*Passage*:
● ● ● ● ● ● ●

The Central Bank of Malta’s annual report confirmed that last year, the Maltese economy recovered at a much stronger rate than that observed for the rest of the euro area. While our country experienced a growth rate of 9.4%, or more than a percentage point higher than the contraction brought about by the pandemic in 2020, in the euro area growth was only 5.3%, or more than a percentage point lower than the decline observed a year earlier.
Thus, whereas by the end of last year the Maltese economy was larger than it had been before the pandemic, the euro area’s GDP is still below pre-COVID levels. The stronger economic recovery in our country had not been predicted, so much so that in previous reports the Central Bank had been expecting that the Maltese economy would recover by June this year.
The Central Bank’s analysis indicates that while a few sectors – including tourism – remain below their 2019 activity level, there are many others where activity is much higher than pre-pandemic levels. So much so that the overall level of investment is 10% greater than it was before the pandemic started.
The overall level of investment is 10% greater than it was before the pandemic started.
According to the Central Bank, more sustained government consumption made up for the fact that external demand has not yet fully recovered. At the same time while private consumption is still lower than it was in 2019, a fact that the Nationalist Party is trying to spin into its usual tales of doom and gloom, much of the decline is because the Maltese are travelling less, to the extent that in 2021, they spent abroad half of what they had previously spent.
The Central Bank’s report notes that the strength of the economic recovery has led to job creation, so much so that the employment rate in our country is now well above the European average. The positive trend in the labour market meant that instead of the projected increase in unemployment that some had forecast when the pandemic struck, unemployment in 2021 instead fell to a historic minimum.
The economic recovery also meant that the Government deficit was much lower than forecast. Even the national debt burden, which was expected to exceed 60% of GDP, has in fact remained well below this level. The improvement in Government finances was not due to a reduction in spending, but rather because government revenue expanded much more sharply than predicted.
As regards prices, the Central Bank of Malta pointed out that both property prices and those of goods and services did not rise significantly on average in 2021. But towards the second half of the year the rate of rising prices began to accelerate.
In fact, Central Bank experts are anticipating that the rate of inflation will continue to rise sharply this year. Despite this, our country’s economy is expected to continue to grow at a rate above the European average. This because domestic demand is forecast to pick up, even as employment is expected to continue to increase at a higher rate than last year’s. The strength of the economic recovery will mean that the government’s financial situation will continue to improve, and the Central Bank’s report maintains that even if one hypothesizes a series of shocks, the national debt will remain sustainable.
As regards the impact of the war in Ukraine, the Bank stated that while this is expected to lead to pressure in international prices, as well as lower growth in external demand, the prospects for the Maltese economy still remain more positive than those in other European countries, as these are more exposed to the effects of this crisis.

● ● ● ● ● ● ●

[Extracted data entries]
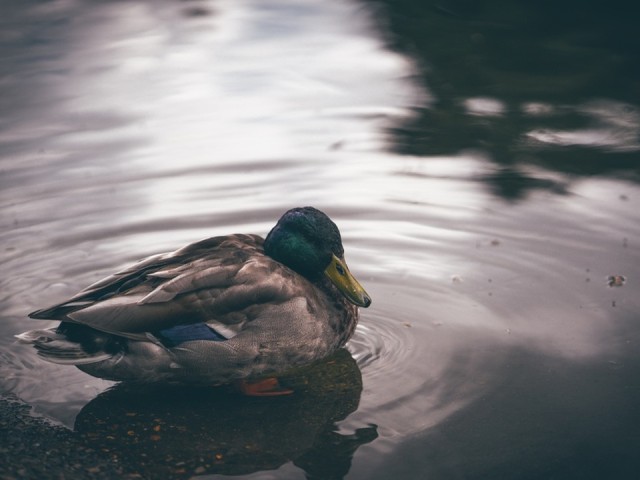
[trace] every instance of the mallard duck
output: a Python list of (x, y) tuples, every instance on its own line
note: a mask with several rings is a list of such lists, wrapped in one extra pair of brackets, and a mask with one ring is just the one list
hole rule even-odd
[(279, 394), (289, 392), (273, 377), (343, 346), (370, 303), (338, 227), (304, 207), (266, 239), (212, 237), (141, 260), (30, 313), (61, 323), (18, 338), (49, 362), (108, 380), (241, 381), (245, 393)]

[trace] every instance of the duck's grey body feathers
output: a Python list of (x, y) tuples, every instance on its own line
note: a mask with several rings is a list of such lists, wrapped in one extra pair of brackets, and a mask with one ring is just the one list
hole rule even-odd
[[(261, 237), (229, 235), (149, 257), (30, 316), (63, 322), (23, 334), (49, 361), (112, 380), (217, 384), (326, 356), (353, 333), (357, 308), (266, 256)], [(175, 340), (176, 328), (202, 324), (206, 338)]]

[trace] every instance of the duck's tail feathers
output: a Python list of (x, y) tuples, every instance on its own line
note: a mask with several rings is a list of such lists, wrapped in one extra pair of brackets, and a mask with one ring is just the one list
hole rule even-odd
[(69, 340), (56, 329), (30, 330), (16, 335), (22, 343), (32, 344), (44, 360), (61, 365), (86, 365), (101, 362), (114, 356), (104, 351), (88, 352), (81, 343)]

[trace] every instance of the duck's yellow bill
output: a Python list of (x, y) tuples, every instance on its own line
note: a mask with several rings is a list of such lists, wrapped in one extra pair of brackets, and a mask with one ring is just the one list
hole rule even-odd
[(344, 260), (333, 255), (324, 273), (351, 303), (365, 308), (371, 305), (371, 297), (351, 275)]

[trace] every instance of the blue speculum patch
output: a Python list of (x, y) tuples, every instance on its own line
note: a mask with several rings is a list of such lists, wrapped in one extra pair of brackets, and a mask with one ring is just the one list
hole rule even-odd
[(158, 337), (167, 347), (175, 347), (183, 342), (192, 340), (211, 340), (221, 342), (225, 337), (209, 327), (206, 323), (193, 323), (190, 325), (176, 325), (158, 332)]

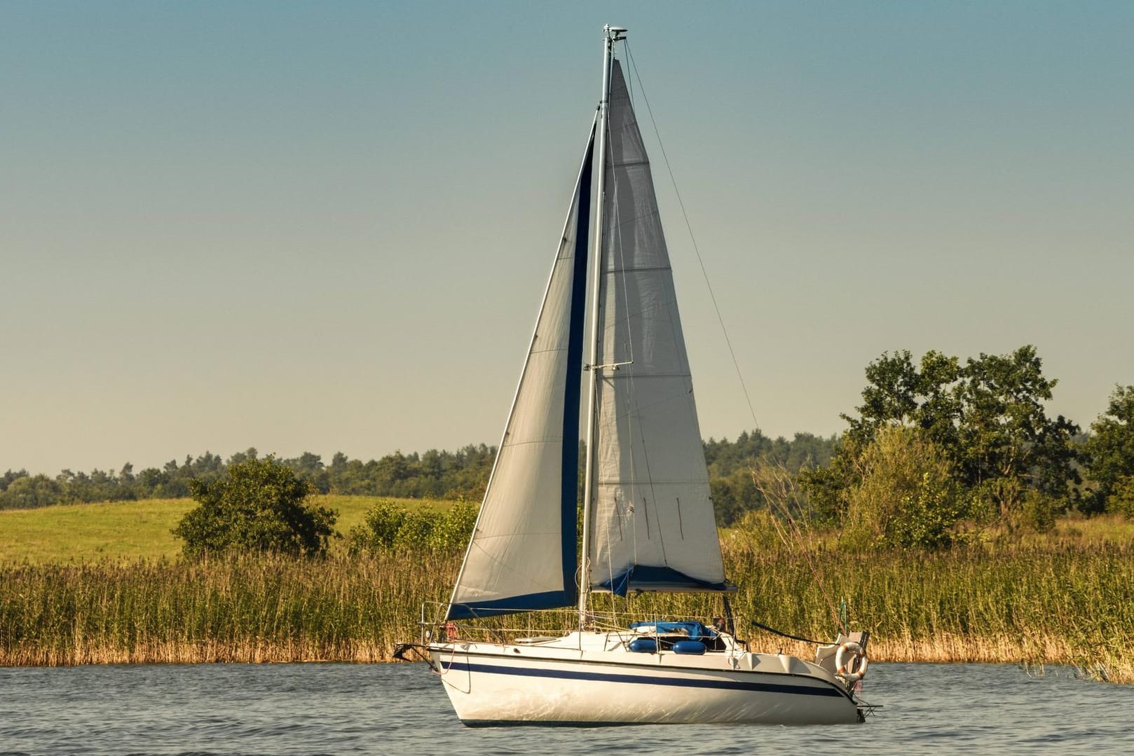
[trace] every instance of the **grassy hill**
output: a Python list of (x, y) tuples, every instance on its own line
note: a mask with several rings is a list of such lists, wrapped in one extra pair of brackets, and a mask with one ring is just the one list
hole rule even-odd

● ● ● ● ● ● ●

*Exercise requirements*:
[1] Rewrite the paragraph of the article on the Maltese economy that begins "The economic recovery also meant" as a short bulleted list that keeps its main facts.
[2] According to the article on the Maltese economy, what was the euro area's growth rate last year?
[3] List every distinct percentage figure given in the article on the Maltese economy, and say what each one describes.

*Per-task outputs*:
[1]
- The Government deficit was much lower than forecast.
- The national debt, which was expected to exceed 60% of GDP, stayed well below that level.
- Government finances improved because revenue grew much more sharply than predicted, not because spending was cut.

[2] Euro area growth was only 5.3%.

[3]
- 9.4%: Malta's growth rate last year
- 5.3%: the euro area's growth rate last year
- 10%: how much greater the overall level of investment is than before the pandemic
- 60% of GDP: the level the national debt burden was expected to exceed